-- Begin Supplied material --

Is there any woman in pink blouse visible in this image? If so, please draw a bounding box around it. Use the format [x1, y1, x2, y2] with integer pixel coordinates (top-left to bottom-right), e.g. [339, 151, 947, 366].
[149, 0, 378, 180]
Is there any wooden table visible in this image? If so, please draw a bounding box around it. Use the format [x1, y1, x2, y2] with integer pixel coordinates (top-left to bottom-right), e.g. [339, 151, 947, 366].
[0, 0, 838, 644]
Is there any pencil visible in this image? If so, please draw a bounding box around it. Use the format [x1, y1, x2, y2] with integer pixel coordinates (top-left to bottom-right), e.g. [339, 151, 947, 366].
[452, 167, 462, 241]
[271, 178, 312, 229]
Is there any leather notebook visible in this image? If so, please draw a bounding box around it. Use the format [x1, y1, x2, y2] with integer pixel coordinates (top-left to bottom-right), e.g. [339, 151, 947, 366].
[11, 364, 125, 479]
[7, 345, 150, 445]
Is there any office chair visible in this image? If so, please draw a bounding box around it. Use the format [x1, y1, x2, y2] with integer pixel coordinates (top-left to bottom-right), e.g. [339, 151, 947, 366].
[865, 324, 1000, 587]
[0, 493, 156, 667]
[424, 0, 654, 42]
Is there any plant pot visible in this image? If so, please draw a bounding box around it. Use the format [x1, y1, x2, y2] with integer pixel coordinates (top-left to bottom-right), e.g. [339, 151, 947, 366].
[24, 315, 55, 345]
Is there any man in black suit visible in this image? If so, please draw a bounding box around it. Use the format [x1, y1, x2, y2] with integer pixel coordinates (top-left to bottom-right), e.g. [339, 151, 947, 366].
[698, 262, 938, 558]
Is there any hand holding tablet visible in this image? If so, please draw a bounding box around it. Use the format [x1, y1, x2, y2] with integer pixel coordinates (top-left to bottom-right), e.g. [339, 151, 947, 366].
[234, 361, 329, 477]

-- End Supplied material --

Task instructions:
Reproduce all the entries above, swapping "integer pixel coordinates" for "whole-number pixel coordinates" at every occurrence and leaving everything else unchanged.

Solution to the exercise:
Is there any woman in pink blouse visible in this image? If so, please draw a bounding box around it. Use the format [x1, y1, x2, y2] with whole-number pixel coordinates (top-left to bottom-right), e.g. [339, 151, 947, 366].
[149, 0, 378, 180]
Is there any wooden table visible in this image? If so, please draw a bounding box around it. Use the format [x1, y1, x2, y2] with whole-number pixel coordinates (top-left to bottom-right), e.g. [339, 151, 947, 366].
[0, 0, 838, 644]
Is there any pencil visible in this image? If so, please draw a bounding box around it. Use the format [x1, y1, x2, y2] with whole-number pixel coordinates (top-left to bottom-right), e.g. [339, 151, 947, 366].
[452, 167, 462, 241]
[271, 178, 312, 229]
Is there any leather notebook visible in this image? If so, please draw a bounding box around it. Use the format [x1, y1, x2, y2] with whole-number pixel coordinates (top-left to bottom-right), e.g. [339, 151, 947, 366].
[11, 364, 125, 479]
[7, 345, 150, 445]
Is there any office chair visible in this image? If so, please draw a bounding box around it. Use the format [x1, y1, x2, y2] with whole-number pixel coordinates (top-left to bottom-right), e.g. [339, 151, 947, 366].
[865, 324, 1000, 587]
[0, 493, 156, 667]
[424, 0, 654, 42]
Is there any plant pot visible in this image? If so, please draw a bounding box around it. Use the format [x1, y1, x2, y2] with whole-number pixel coordinates (top-left to bottom-right), e.g. [339, 151, 947, 366].
[24, 315, 55, 345]
Is there any man in black suit visible in this image? If so, please draw a bounding box around it. Use the format [x1, y1, x2, y2] with whole-number pixel coordinates (top-left to bottom-right), e.g. [339, 151, 947, 366].
[698, 262, 938, 558]
Is there any hand holding tablet visible in this image? If so, please draw a bounding box around it. Use the format [x1, y1, x2, y2] with whole-number pixel coordinates (top-left to bottom-right), e.g. [339, 151, 947, 366].
[234, 361, 329, 477]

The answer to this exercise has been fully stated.